Passage fourni
Le texte présente un exemple de la construction venir + forme en -ant, variante du tour aler + forme en -ant, qui peut être interprétée de façon diverse en AF, soit comme dans l’exemple, la forme en -ant exprime une modalité du mouvement (« vint en pleurant »), soit la périphrase indique l’aspect progressif, ou ne constitue qu’une variante expressive de la forme simple.  

 

II./ Evolution 

A. Des formes variables

Le libellé invitait les candidats à partir du système médiéval pour retracer son évolution. Le tableau qui suit (du latin à l’AF) n’était donc pas attendu ; il rassemble des éléments qui permettent de comprendre l’origine latine et l’évolution des différentes formes du latin en AF. Certaines copies en ont fait état au moins dans leur introduction.


Formation : du latin à l’AF 

Les désinences remontent à celles des participes présents latins, qui avaient à l’origine un nominatif singulier en -ans pour les verbes en -are (amans) ou en -ens/iens pour les autres types (legens/veniens) et un accusatif en -antem pour les verbes en -are (amantem) ou en -entem /-ientem pour les autres (legentem/venientem). Deux modifications ont affecté ces formes : d’une part, il y a généralisation de la terminaison des verbes du premier groupe à tous les verbes ; d’autre part, lorsqu’il y a eu réfection des imparisyllabiques en parisyllabiques en latin impérial, le phénomène s’est également produit pour les participes dont le nominatif singulier a été refait sur le génitif. Pour le verbe venire, dont est dérivé le verbe avenir, les formes du participe présent sont les suivantes : 

          Nominatif singulier :          veniens  → *venientis  → *venantis

          Accusatif singulier :           venientem → *venantem

Autre modification conforme à l’évolution générale des substantifs et adjectifs latins, au nominatif pluriel masculin la forme primitive en -es a cédé la place à une forme en -*i. 

Les participes présents se déclinaient comme les adjectifs de la deuxième classe des adjectifs latins qui ne distinguaient pas les genres masculin et féminin ; seul le neutre présentait une désinence différente : fortis masculin ou féminin vs forte neutre. Comme dans l’ensemble du système nominal, la réduction des cas latins s’est faite au bénéfice du nominatif (à l’origine du cas sujet de l’AF) et de l’accusatif (à l’origine du CR de l’AF). L’évolution du système désinentiel a cependant rétabli en AF une distinction au CSP en opposant le masculin avenant et le féminin avenanz.

 Nominatif singulier > CSS

Masculin : -*antis

Féminin : -*antis

Neutre : -*ante

Accusatif singulier > CRS

M : -*antem

F : -*antem

N : -*ante

Nominatif pluriel >CSP

M : -*antes → -*anti

F : -*antes

Accusatif   pluriel> CRP

M : -*antes

F : -*antes

  1. Du point de vue morphologique, le MF voit l’apparition de plus en plus répandue de formes féminines analogiques des adjectifs à féminin en -e pour le participe présent et l’adjectif verbal (avenante, avenantes), comme pour tous les adjectifs à féminin sans -e (apparition des formes forte, verte, grande, etc. qui concurrencent les formes fort, vert et grant avant de les faire disparaître). Ces formes ont existé dès les premiers textes, mais sont rares avant le MF ; elles deviennent plus fréquentes au XVIe siècle. La présence ou l’absence de -e final oppose le féminin au masculin, cependant, avec l’évolution phonétique du MF, e central se labialise et passe à un e caduc en finale [avœnãnt(ƏӘ)], tandis que la consonne dentale finale commence à disparaître de la prononciation au XIIIe siècle [avœnãn(t)], d’où l’opposition moderne entre la forme féminine de l’adjectif en -[ãt] et sa forme masculine en -[ã].

Lignes fournies
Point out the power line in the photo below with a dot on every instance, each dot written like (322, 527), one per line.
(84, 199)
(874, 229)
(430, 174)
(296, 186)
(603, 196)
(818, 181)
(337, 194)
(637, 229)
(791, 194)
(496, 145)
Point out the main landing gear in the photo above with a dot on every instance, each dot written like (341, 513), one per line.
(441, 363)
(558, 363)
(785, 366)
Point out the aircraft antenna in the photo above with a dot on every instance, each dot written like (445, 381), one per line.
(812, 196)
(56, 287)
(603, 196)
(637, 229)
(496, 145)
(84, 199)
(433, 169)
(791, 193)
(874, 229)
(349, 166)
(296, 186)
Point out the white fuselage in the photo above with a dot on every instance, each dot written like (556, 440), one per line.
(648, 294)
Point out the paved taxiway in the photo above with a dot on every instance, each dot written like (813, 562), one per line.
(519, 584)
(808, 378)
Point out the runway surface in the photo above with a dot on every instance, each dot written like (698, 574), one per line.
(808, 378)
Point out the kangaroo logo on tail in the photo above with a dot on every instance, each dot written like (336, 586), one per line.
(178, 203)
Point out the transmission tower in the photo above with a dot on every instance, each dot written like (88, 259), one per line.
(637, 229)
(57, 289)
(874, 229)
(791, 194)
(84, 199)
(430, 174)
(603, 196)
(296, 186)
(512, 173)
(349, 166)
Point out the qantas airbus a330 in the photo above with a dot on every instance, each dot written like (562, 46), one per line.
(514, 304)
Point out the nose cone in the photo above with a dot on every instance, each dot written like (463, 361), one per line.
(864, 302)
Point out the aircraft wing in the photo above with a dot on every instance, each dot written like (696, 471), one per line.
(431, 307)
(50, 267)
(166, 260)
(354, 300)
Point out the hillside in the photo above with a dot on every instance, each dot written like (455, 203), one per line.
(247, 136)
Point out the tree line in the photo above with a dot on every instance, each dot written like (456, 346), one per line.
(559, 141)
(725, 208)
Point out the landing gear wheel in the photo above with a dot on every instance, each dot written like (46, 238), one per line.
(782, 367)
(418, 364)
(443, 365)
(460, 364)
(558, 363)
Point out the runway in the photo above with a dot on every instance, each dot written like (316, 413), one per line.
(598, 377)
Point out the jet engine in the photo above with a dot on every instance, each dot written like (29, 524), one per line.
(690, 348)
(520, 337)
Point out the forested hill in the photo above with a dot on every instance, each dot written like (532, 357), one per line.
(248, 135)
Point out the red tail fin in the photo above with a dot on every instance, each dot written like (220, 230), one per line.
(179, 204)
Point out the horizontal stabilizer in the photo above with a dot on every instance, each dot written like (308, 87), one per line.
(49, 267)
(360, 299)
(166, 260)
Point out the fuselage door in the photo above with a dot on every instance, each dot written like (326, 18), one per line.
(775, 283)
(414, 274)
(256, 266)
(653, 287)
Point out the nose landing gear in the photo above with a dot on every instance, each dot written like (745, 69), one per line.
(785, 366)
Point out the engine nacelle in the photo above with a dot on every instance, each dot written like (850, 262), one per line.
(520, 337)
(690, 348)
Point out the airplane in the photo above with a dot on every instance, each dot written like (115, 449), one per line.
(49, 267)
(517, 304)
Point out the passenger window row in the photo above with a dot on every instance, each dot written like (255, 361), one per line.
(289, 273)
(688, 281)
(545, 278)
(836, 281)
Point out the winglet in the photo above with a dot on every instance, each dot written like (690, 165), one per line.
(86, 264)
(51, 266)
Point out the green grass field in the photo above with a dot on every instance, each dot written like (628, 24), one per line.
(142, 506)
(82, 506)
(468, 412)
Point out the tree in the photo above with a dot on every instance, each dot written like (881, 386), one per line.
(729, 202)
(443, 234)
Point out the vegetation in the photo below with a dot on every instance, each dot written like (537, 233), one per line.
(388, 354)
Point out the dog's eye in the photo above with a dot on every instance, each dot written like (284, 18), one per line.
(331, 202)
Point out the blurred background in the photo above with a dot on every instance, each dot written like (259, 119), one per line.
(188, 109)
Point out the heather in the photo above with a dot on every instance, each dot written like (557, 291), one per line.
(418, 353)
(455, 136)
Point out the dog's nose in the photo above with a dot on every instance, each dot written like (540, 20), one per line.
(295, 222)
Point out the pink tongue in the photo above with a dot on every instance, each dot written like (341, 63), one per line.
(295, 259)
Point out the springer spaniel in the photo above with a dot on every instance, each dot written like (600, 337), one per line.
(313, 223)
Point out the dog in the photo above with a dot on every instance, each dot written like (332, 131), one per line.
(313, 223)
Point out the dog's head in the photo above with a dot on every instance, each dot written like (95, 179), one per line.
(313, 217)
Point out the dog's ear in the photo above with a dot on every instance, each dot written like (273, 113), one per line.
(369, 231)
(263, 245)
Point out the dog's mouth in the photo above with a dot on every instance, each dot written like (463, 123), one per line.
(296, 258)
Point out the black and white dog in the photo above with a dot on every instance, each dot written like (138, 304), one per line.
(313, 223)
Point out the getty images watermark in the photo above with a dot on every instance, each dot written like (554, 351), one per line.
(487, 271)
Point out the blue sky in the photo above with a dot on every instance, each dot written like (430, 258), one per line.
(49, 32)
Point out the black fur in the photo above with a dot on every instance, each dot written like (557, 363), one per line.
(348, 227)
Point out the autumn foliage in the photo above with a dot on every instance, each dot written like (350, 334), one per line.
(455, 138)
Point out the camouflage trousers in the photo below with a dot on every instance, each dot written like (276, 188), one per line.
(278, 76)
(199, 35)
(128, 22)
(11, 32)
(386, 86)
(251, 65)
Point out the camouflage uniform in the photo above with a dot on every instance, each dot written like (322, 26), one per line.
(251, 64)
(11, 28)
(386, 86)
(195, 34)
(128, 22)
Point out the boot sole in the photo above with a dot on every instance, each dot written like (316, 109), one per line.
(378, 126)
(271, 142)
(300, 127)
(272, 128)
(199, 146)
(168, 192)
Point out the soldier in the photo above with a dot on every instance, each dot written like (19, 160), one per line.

Exercice donné 1
Indiquez si chaque affirmation concorde avec le passage fourni, en répondant par oui ou par non et en citant exactement les mots du passage qui permettent de trancher. (a) Le tableau allant du latin à l’AF était attendu des candidats. (b) La consonne dentale finale commence à disparaître de la prononciation au XIIIe siècle. (c) Les formes féminines en -e du participe présent sont fréquentes dès les premiers textes.
Exercice donné 2
D’après le passage fourni, pourquoi le tableau allant du latin à l’AF n’était-il pas attendu des candidats ? Répondez en une à trois phrases.
Exercice donné 3
Recopiez textuellement la partie du passage fourni qui commence aux mots « II./ Evolution » et s’arrête après les mots « dans leur introduction. ».
Les lignes n’ont aucun rôle à jouer ici.

Réponse complète 1
(a) Non : « Le tableau qui suit (du latin à l’AF) n’était donc pas attendu ».
(b) Oui : « tandis que la consonne dentale finale commence à disparaître de la prononciation au XIIIe siècle ».
(c) Non : « Ces formes ont existé dès les premiers textes, mais sont rares avant le MF ».

Réponse complète 2
Ce tableau n’était pas attendu parce que le libellé invitait les candidats à partir du système médiéval pour en retracer l’évolution. L’origine latine des formes sortait donc de ce qui était demandé.

Réponse complète 3
II./ Evolution 

A. Des formes variables

Le libellé invitait les candidats à partir du système médiéval pour retracer son évolution. Le tableau qui suit (du latin à l’AF) n’était donc pas attendu ; il rassemble des éléments qui permettent de comprendre l’origine latine et l’évolution des différentes formes du latin en AF. Certaines copies en ont fait état au moins dans leur introduction.